Repeat the rows word for word, beginning at their first line and stopping after the line that contains "(1100, 774)". Leave the pictures out of your answer.

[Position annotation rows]
══════════════════════════════

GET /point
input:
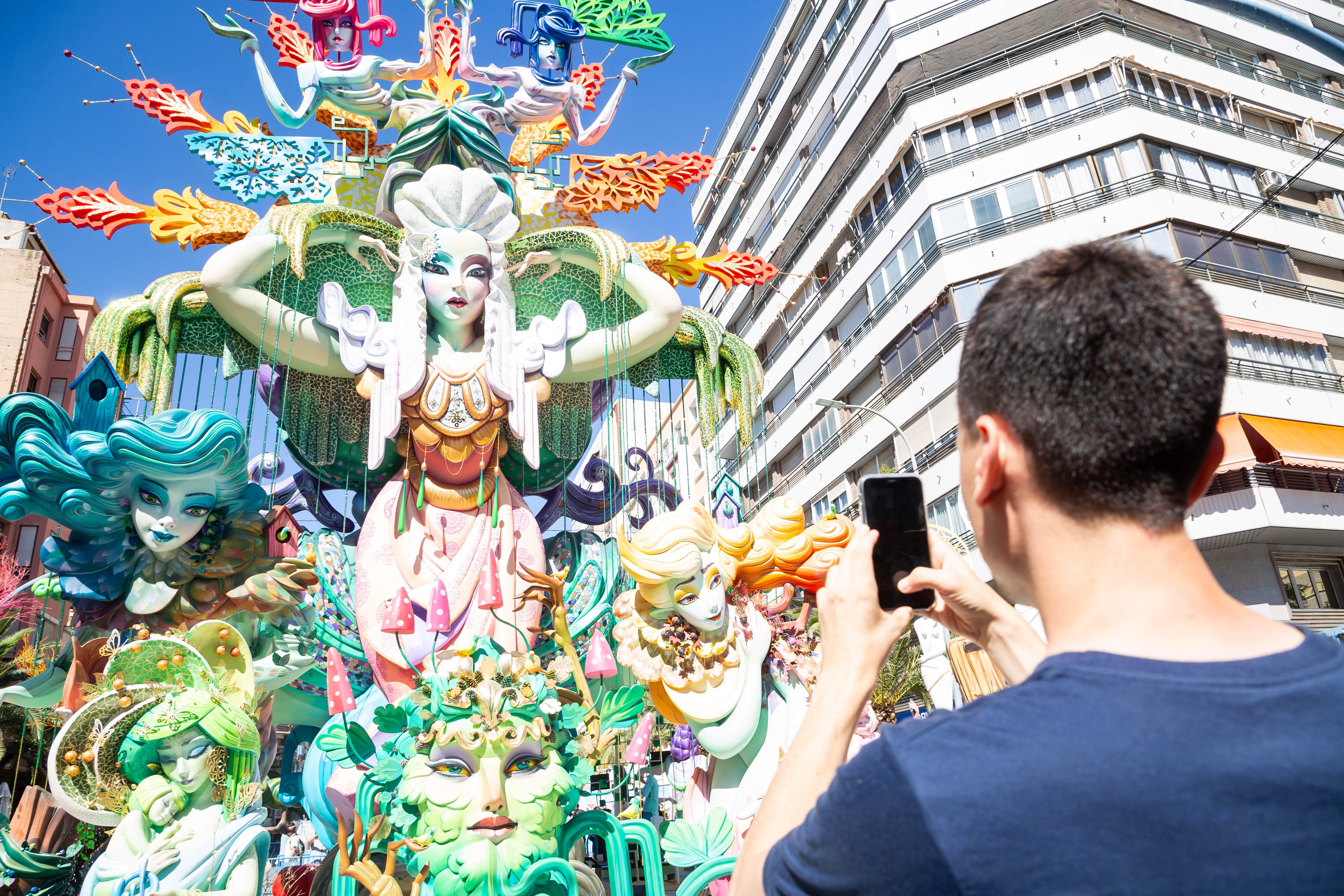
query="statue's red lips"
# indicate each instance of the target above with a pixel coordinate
(494, 825)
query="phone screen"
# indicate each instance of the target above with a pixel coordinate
(894, 507)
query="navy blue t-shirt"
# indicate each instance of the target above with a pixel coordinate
(1100, 774)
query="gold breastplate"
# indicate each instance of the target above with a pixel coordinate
(454, 413)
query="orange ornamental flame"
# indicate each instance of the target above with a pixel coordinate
(198, 221)
(627, 182)
(292, 42)
(448, 49)
(591, 78)
(730, 269)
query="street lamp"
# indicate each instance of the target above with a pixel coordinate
(827, 402)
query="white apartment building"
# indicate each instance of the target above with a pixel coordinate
(894, 158)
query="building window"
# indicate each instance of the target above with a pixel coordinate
(1202, 168)
(947, 514)
(28, 542)
(1176, 93)
(970, 295)
(1269, 350)
(69, 332)
(1237, 254)
(916, 339)
(818, 434)
(1156, 241)
(1312, 584)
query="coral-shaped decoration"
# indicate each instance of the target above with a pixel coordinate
(292, 42)
(627, 182)
(183, 112)
(256, 166)
(201, 221)
(730, 269)
(198, 221)
(626, 22)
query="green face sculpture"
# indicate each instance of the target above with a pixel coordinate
(488, 781)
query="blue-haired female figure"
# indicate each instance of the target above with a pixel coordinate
(162, 526)
(545, 89)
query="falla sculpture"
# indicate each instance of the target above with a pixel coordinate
(436, 324)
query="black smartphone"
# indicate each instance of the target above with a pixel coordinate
(894, 507)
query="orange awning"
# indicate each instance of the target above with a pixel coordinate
(1250, 440)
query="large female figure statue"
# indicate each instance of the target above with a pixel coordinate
(456, 382)
(182, 727)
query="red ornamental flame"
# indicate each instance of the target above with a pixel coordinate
(341, 698)
(105, 210)
(175, 108)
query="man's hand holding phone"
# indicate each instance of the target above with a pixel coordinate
(972, 609)
(857, 632)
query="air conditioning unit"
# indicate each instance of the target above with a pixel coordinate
(1271, 183)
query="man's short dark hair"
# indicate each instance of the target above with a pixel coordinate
(1109, 366)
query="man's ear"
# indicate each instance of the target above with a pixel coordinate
(992, 461)
(1206, 472)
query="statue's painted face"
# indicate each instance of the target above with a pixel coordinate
(495, 807)
(168, 511)
(185, 757)
(550, 56)
(701, 600)
(163, 811)
(458, 279)
(339, 34)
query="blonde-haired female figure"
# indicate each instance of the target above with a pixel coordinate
(467, 382)
(702, 653)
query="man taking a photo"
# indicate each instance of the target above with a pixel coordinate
(1169, 739)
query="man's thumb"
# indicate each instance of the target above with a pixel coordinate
(921, 578)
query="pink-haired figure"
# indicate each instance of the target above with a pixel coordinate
(343, 73)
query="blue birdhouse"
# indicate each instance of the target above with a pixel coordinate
(99, 393)
(726, 498)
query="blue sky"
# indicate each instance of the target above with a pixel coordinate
(74, 146)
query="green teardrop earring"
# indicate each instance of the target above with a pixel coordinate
(401, 507)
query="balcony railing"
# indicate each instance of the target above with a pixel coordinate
(1277, 477)
(1113, 193)
(1047, 44)
(1284, 375)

══════════════════════════════

#### Written solution
GET /point
input:
query="statue's red lips"
# indicate each instance of the target above with a pixel coordinate
(494, 825)
query="phone screen"
# indicate each instance of the target above with a pixel coordinate
(894, 507)
query="navy blue t-shirt"
# indicate each instance of the target above with a pixel coordinate
(1100, 774)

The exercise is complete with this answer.